* **ЗАДАЧИ ДЛЯ РЕШЕНИЯ**:
1 > Под каким заголовком окружная газета опубликовала статью, о которой рассказывает отрывок о политзанятиях?
2 > Выпиши из отрывка о политзанятиях фрагмент, начиная со слов «Как-то весной 1946» и продолжая до слов «МЕСТО В ОКРУГЕ!».
3 > Продолжи отрывок о политзанятиях, начав сразу после его последнего предложения.

* **ПРЕДОСТАВЛЕННЫЙ ОТРЫВОК**:
Как-то весной 1946 года в округе проводилась тотальная проверка организации политзанятий. Совершенно неожиданно для меня мой слушатели, бравые сержанты, уже прошедшие суровую школу войны и поднабравшиеся знаний в тяжелых сражениях и маршах по городам Европы, изловчились сдать все зачеты только на «отлично» и занять ПЕРВОЕ МЕСТО В ОКРУГЕ!

14 мая 1946 года окружная газета «Защитник Родины» опубликовала обо мне статью под заголовком «Пять лет спустя». В ней отмечались мои «недюжинные способности», «глубокие знания политических событий» и «высокий педагогический талант». Прочитав о себе такое, я почувствовал, что вполне мог бы возглавить политотдел дивизии. Правда, припомнив некоторые немаловажные детали своей биографии, я благоразумно от таких карьеристских настроений отказался. Тем не менее из Карымского кто-то весьма кстати доставил очередную партию «горючего», и мой феерический успех на ниве политвоспитания личного состава советских Вооруженных сил был «обмыт» в лучших традициях, принятых в бронетанковых войсках. Хорошо еще, что мой постоянный оппонент Попов о наших забавах ничего не прослышал. Зато, узнав из прессы о моих «недюжинных способностях», командир полка, встречаясь со мной, не только мило улыбался, но даже пожимал мне руку!

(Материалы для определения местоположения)
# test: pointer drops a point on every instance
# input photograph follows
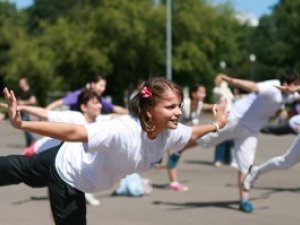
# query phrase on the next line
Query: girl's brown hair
(155, 88)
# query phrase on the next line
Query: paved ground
(212, 198)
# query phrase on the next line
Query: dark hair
(84, 97)
(194, 89)
(289, 76)
(157, 86)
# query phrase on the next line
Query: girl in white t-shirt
(96, 156)
(88, 110)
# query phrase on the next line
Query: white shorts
(245, 143)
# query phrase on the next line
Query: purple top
(71, 101)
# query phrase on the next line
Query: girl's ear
(83, 108)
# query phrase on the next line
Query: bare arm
(240, 83)
(220, 113)
(31, 101)
(61, 131)
(40, 112)
(55, 104)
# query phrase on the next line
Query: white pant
(285, 161)
(245, 143)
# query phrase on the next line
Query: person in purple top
(98, 85)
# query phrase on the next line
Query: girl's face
(91, 109)
(166, 113)
(200, 94)
(99, 87)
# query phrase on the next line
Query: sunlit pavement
(212, 198)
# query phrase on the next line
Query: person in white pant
(247, 115)
(285, 161)
(93, 157)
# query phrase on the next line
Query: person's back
(254, 109)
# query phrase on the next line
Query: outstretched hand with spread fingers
(12, 108)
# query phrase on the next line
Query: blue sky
(255, 7)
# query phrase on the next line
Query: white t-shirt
(254, 109)
(65, 117)
(115, 149)
(191, 116)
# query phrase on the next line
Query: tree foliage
(60, 44)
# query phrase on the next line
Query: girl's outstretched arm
(61, 131)
(220, 113)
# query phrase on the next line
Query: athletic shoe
(176, 186)
(218, 164)
(246, 206)
(173, 160)
(250, 178)
(91, 200)
(29, 151)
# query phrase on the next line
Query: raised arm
(37, 111)
(61, 131)
(220, 113)
(55, 104)
(246, 85)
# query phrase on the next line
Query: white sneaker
(91, 200)
(250, 178)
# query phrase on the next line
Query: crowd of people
(94, 144)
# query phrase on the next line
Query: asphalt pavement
(212, 198)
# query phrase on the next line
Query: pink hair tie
(146, 92)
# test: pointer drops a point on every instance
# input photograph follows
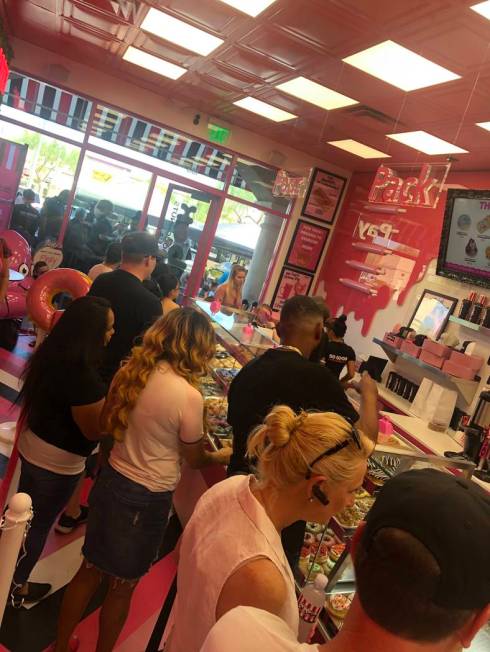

* **ОТВЕТЫ ПО ЗАДАЧАМ**:
1 > «Пять лет спустя».

2 >
Как-то весной 1946 года в округе проводилась тотальная проверка организации политзанятий. Совершенно неожиданно для меня мой слушатели, бравые сержанты, уже прошедшие суровую школу войны и поднабравшиеся знаний в тяжелых сражениях и маршах по городам Европы, изловчились сдать все зачеты только на «отлично» и занять ПЕРВОЕ МЕСТО В ОКРУГЕ!

3 >
Однако главная радость еще ожидала меня впереди: командующий округом маршал Малиновский поощрил меня внеочередным отпуском на целых 64 (ШЕСТЬДЕСЯТ ЧЕТЫРЕ) дня! Столь продолжительные отпуска нам давали не от щедрот великих, а потому, что в полуразрушенной стране железная дорога работала с огромным напряжением и осуществлять быстро все перевозки была просто не в состоянии. Поэтому из 64 дней отпуска 32 отводилось на дорогу до дома и обратно. Но даже в эти сроки не всем удавалось укладываться. Мне и еще многим счастливчикам, едущим в отпуск, приходилось несколько сотен километров от своей части перемещаться довольно экзотическим способом: на крышах вагонов! Там мы привязывали себя и свой скудный скарб к вытяжным трубам ремнями и веревками и, рискуя свалиться, добирались до какой-либо крупной станции, где удавалось как-то проникнуть в вагон. В народе подобные поезда величали достаточно метко: «пятьсот веселый».

Про все счастливые дни, проведенные в Москве, я откровенничать не стану. Отмечу лишь, что успел посмотреть новые спектакли МХАТа и еще, как бы для разнообразия, повеселил лично коменданта Москвы генерала Синилова, который счел необходимым ввалить мне десять суток гауптвахты за то, что я не успел узреть на улице какого-то полутораметрового капитана, головы которого из-за стоявшей рядом машины даже не было видно. Наказание мне надлежало отбывать в части. Следует ли говорить, что столь грамотного «политпросветителя» никто унизить не решился?

Тем не менее знакомство с ведомством Синилова, военной комендатурой столичного гарнизона, оставило у меня тягостные воспоминания. Сама комендатура, занимавшая старое здание на проспекте Мира, больше походила на дешевый вытрезвитель, где после тяжелых похмелий отбывали сроки оказавшиеся в столице военнослужащие. Суд над согрешившими вояками генерал обожал вершить самолично. Продвигаясь вдоль строя людей, ожидающих генеральского вердикта, Синилов пытался все время острить. Изрекаемые им образчики русского фольклора отличались неподражаемой «фельдфебельской тонкостью» и сопровождались громким смехом самого коменданта и двух сопровождавших его офицеров с блокнотиками.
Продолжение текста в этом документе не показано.